## PROBLEM
Repeat the whole of the data, keeping every detail the same.

## Lines of data

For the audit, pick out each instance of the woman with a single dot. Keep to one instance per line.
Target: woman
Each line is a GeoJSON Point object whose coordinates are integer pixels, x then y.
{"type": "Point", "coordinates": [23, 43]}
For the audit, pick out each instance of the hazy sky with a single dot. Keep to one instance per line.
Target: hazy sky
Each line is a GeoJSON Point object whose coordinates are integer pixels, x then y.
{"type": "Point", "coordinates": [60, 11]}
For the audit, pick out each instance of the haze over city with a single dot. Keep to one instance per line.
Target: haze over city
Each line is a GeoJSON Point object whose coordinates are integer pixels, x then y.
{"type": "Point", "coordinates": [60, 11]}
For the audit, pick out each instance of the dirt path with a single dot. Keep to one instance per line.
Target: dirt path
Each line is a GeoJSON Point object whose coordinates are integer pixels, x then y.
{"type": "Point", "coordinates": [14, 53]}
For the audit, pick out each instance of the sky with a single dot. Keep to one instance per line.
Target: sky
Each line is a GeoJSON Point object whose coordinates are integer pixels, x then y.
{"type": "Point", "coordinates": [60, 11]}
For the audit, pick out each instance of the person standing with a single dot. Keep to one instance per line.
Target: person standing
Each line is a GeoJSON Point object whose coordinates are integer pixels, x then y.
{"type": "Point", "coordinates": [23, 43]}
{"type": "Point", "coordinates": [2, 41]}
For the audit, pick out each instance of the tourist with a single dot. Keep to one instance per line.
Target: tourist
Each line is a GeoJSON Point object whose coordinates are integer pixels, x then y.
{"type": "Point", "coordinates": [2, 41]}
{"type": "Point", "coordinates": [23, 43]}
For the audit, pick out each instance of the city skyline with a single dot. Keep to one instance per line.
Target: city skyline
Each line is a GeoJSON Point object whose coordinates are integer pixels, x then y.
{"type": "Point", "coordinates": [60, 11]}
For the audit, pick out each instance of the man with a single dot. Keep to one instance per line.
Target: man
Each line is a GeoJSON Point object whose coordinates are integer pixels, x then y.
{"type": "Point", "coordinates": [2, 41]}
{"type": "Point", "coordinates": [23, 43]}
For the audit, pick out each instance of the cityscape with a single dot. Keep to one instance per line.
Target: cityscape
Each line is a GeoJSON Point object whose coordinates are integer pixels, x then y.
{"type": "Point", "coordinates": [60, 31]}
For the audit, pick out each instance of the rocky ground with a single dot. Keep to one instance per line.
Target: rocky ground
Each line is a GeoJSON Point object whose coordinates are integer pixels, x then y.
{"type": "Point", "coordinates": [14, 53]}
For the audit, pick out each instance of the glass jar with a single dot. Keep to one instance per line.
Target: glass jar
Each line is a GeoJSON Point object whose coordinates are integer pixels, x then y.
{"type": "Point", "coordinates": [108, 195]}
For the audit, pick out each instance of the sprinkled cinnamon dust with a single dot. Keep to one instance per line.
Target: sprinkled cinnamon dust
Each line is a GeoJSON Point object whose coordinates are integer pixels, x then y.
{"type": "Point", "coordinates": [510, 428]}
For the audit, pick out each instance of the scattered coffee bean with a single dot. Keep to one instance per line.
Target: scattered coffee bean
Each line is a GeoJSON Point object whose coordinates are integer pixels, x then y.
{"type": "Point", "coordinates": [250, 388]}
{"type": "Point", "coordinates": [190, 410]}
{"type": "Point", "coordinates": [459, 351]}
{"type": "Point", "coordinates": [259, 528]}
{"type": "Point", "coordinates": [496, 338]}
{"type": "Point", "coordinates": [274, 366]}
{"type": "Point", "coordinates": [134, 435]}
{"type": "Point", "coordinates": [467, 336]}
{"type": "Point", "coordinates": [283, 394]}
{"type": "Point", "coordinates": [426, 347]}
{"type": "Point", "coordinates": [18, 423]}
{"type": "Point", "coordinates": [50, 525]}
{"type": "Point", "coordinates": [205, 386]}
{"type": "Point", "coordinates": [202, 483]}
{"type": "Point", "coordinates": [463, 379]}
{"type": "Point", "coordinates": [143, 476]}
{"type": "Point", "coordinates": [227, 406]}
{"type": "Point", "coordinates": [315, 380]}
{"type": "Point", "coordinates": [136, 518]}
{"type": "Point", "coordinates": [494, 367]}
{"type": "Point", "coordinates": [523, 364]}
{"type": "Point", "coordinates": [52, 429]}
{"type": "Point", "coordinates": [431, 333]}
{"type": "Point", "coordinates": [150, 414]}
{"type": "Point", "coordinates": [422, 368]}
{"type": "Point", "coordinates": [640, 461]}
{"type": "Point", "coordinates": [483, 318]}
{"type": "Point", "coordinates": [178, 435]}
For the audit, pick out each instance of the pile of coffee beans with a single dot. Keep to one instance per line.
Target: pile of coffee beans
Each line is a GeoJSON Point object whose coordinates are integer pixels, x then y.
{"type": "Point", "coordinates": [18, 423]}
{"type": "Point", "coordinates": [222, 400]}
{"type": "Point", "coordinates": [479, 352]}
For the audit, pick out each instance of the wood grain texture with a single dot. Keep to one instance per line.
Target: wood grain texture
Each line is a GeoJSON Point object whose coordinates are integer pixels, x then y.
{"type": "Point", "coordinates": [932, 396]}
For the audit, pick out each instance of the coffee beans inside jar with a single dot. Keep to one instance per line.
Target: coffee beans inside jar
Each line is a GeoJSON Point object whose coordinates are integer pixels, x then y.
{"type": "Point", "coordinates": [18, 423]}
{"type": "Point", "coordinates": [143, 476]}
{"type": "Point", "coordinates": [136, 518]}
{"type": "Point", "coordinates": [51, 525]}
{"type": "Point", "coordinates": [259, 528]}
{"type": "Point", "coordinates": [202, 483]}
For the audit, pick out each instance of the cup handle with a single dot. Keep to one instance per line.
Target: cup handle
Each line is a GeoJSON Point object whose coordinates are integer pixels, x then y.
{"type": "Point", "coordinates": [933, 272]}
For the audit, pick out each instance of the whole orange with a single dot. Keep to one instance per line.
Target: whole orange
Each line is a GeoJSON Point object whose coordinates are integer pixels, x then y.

## ANSWER TO THIS TASK
For the audit, pick out each instance of the woman with a single dot. Keep to one instance per line.
Target: woman
Each line is a GeoJSON Point object whose coordinates are integer pixels, x then y.
{"type": "Point", "coordinates": [23, 43]}
For the audit, pick out each instance of the hazy sky with a single dot. Keep to one instance per line.
Target: hazy sky
Each line is a GeoJSON Point object whose coordinates are integer pixels, x then y.
{"type": "Point", "coordinates": [60, 11]}
For the audit, pick out each instance of the haze over city with a single dot. Keep to one instance per line.
Target: haze over city
Each line is a GeoJSON Point object whose coordinates are integer pixels, x then y.
{"type": "Point", "coordinates": [60, 11]}
For the audit, pick out each instance of the dirt path with a single dot. Keep to one instance per line.
Target: dirt path
Each line is a GeoJSON Point object whose coordinates are integer pixels, x then y.
{"type": "Point", "coordinates": [14, 53]}
For the audit, pick out each instance of the sky with a single dot. Keep to one instance per line.
Target: sky
Each line is a GeoJSON Point object whose coordinates are integer pixels, x then y.
{"type": "Point", "coordinates": [60, 11]}
For the audit, pick out each instance of the person standing with a single dot. Keep to one instance per line.
Target: person standing
Each line is a GeoJSON Point object whose coordinates are integer pixels, x then y.
{"type": "Point", "coordinates": [23, 43]}
{"type": "Point", "coordinates": [2, 41]}
For the audit, pick out each instance of the tourist with a single dot. Keep to one instance per line.
Target: tourist
Each line is a GeoJSON Point object whose coordinates are integer pixels, x then y.
{"type": "Point", "coordinates": [2, 41]}
{"type": "Point", "coordinates": [23, 43]}
For the audit, pick out each instance of the city skyline with a single dot. Keep to one instance per line.
Target: city skyline
Each line is a GeoJSON Point object whose coordinates are integer pixels, x then y.
{"type": "Point", "coordinates": [60, 11]}
For the audit, pick out each instance of the man with a single dot. Keep to one instance per line.
Target: man
Each line is a GeoJSON Point object whose coordinates are integer pixels, x then y.
{"type": "Point", "coordinates": [2, 41]}
{"type": "Point", "coordinates": [23, 43]}
For the audit, pick out each instance of the cityscape with a single dot. Keep to one instance per line.
Target: cityscape
Each line is a GeoJSON Point object whose coordinates are integer pixels, x then y.
{"type": "Point", "coordinates": [60, 31]}
For the audit, pick out each instance of the rocky ground with a single dot. Keep to one instance per line.
Target: rocky ground
Each line is a GeoJSON Point object whose coordinates are integer pixels, x then y.
{"type": "Point", "coordinates": [14, 53]}
For the audit, pick out each instance of the glass jar with a single dot. Keep to one instance per line.
Target: glass jar
Each line is a GeoJSON Point object whose coordinates are integer pixels, x then y.
{"type": "Point", "coordinates": [108, 195]}
For the audit, pick out each instance of the sprinkled cinnamon dust with a single dot. Keep to one instance per line.
Target: sprinkled cinnamon dust
Each line is a GeoJSON Point object whose coordinates are integer pixels, x then y.
{"type": "Point", "coordinates": [510, 428]}
For the audit, pick out each instance of the scattered coffee bean with a single dot. Keep to one instance per line.
Target: scattered coffee bean
Each line is a GeoJSON Point object whose coordinates are integer pixels, x then y.
{"type": "Point", "coordinates": [250, 388]}
{"type": "Point", "coordinates": [190, 410]}
{"type": "Point", "coordinates": [459, 351]}
{"type": "Point", "coordinates": [259, 528]}
{"type": "Point", "coordinates": [496, 338]}
{"type": "Point", "coordinates": [274, 366]}
{"type": "Point", "coordinates": [134, 435]}
{"type": "Point", "coordinates": [467, 336]}
{"type": "Point", "coordinates": [283, 394]}
{"type": "Point", "coordinates": [426, 347]}
{"type": "Point", "coordinates": [18, 423]}
{"type": "Point", "coordinates": [50, 525]}
{"type": "Point", "coordinates": [205, 386]}
{"type": "Point", "coordinates": [202, 483]}
{"type": "Point", "coordinates": [463, 379]}
{"type": "Point", "coordinates": [143, 476]}
{"type": "Point", "coordinates": [227, 406]}
{"type": "Point", "coordinates": [315, 380]}
{"type": "Point", "coordinates": [136, 518]}
{"type": "Point", "coordinates": [494, 367]}
{"type": "Point", "coordinates": [523, 364]}
{"type": "Point", "coordinates": [52, 429]}
{"type": "Point", "coordinates": [431, 333]}
{"type": "Point", "coordinates": [150, 414]}
{"type": "Point", "coordinates": [422, 368]}
{"type": "Point", "coordinates": [640, 461]}
{"type": "Point", "coordinates": [483, 318]}
{"type": "Point", "coordinates": [178, 435]}
For the audit, pick out each instance of the pile of coffee beans with a single dot. Keep to one instance per line.
Target: pile of coffee beans
Each line is a GeoJSON Point object whose coordinates are integer pixels, x then y.
{"type": "Point", "coordinates": [18, 423]}
{"type": "Point", "coordinates": [222, 400]}
{"type": "Point", "coordinates": [479, 352]}
For the audit, pick out each instance of the wood grain texture with a single dot. Keep to one instance per line.
Target: wood grain texture
Each line is a GeoJSON Point object whose coordinates are integer pixels, x then y.
{"type": "Point", "coordinates": [932, 396]}
For the audit, pick out each instance of the coffee beans inside jar with a single dot. Keep to one instance per line.
Target: coffee beans inside jar
Each line is a GeoJSON Point object whose coordinates are integer pixels, x then y.
{"type": "Point", "coordinates": [18, 423]}
{"type": "Point", "coordinates": [143, 476]}
{"type": "Point", "coordinates": [136, 518]}
{"type": "Point", "coordinates": [51, 525]}
{"type": "Point", "coordinates": [259, 528]}
{"type": "Point", "coordinates": [202, 483]}
For the audit, pick out each instance of the cup handle with a single dot. Keep to one instance per line.
Target: cup handle
Each line is a GeoJSON Point object whose coordinates are integer pixels, x then y.
{"type": "Point", "coordinates": [933, 272]}
For the audit, pick out each instance of the whole orange with a single dot. Keep to one instance per line.
Target: whole orange
Each line is a GeoJSON Point object whose coordinates are integer pixels, x then y.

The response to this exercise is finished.